# [Problem to solve]
Can you arrange every line of the items below as a JSON list of strings, with one string per line and blank lines left out?

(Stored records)
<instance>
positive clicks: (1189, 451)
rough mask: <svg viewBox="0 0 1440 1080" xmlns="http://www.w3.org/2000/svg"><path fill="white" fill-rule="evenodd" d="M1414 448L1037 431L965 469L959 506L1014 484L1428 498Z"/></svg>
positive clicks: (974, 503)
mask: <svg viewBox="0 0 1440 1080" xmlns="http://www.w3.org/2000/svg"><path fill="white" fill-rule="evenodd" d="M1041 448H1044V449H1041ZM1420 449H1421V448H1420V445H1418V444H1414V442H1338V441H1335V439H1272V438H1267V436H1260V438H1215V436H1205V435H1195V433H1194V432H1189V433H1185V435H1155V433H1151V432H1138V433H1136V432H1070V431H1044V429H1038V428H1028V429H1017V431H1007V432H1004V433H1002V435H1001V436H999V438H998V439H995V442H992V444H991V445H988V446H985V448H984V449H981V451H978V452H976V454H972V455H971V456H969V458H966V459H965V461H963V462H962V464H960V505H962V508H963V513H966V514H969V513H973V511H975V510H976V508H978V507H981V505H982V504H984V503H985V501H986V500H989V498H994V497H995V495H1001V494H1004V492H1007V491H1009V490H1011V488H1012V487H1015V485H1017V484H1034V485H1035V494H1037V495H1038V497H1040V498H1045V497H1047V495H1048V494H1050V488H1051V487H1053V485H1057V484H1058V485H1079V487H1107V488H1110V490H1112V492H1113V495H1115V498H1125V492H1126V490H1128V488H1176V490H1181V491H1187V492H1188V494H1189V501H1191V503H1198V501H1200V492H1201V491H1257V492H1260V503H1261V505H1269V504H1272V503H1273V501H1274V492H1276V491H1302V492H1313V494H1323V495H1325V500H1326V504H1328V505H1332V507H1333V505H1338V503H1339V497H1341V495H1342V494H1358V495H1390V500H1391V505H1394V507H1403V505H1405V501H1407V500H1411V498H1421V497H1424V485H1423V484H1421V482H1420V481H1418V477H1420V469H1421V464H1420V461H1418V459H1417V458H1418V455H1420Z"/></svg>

# [Solution for this task]
[
  "<instance>",
  "positive clicks: (1189, 451)",
  "rough mask: <svg viewBox=\"0 0 1440 1080\" xmlns=\"http://www.w3.org/2000/svg\"><path fill=\"white\" fill-rule=\"evenodd\" d=\"M1414 448L1037 431L965 469L959 506L1014 484L1428 498Z\"/></svg>",
  "positive clicks: (974, 503)",
  "mask: <svg viewBox=\"0 0 1440 1080\" xmlns=\"http://www.w3.org/2000/svg\"><path fill=\"white\" fill-rule=\"evenodd\" d=\"M1041 448H1044V449H1041ZM1420 449H1421V448H1420V445H1418V444H1414V442H1338V441H1335V439H1272V438H1267V436H1260V438H1215V436H1205V435H1195V433H1194V432H1189V433H1185V435H1155V433H1151V432H1138V433H1136V432H1070V431H1044V429H1038V428H1028V429H1017V431H1007V432H1004V433H1002V435H1001V436H999V438H998V439H995V442H992V444H991V445H988V446H985V448H984V449H981V451H978V452H976V454H972V455H971V456H969V458H966V459H965V461H963V462H962V464H960V505H962V508H963V513H966V514H969V513H973V511H975V510H976V508H978V507H981V505H982V504H984V503H985V501H986V500H989V498H994V497H995V495H1001V494H1004V492H1007V491H1009V490H1011V488H1012V487H1015V485H1017V484H1034V485H1035V494H1037V495H1038V497H1040V498H1045V497H1047V495H1048V494H1050V488H1051V487H1053V485H1057V484H1058V485H1079V487H1107V488H1110V490H1112V492H1113V495H1115V498H1125V492H1126V490H1128V488H1176V490H1181V491H1187V492H1188V494H1189V501H1191V503H1198V501H1200V492H1201V491H1257V492H1260V503H1261V505H1269V504H1272V503H1273V501H1274V492H1276V491H1302V492H1313V494H1323V495H1325V500H1326V504H1328V505H1332V507H1333V505H1338V503H1339V497H1341V495H1342V494H1358V495H1390V500H1391V505H1394V507H1403V505H1405V501H1407V500H1411V498H1421V497H1424V485H1423V484H1421V482H1420V481H1418V477H1420V469H1421V464H1420V461H1418V459H1417V458H1418V455H1420Z\"/></svg>"
]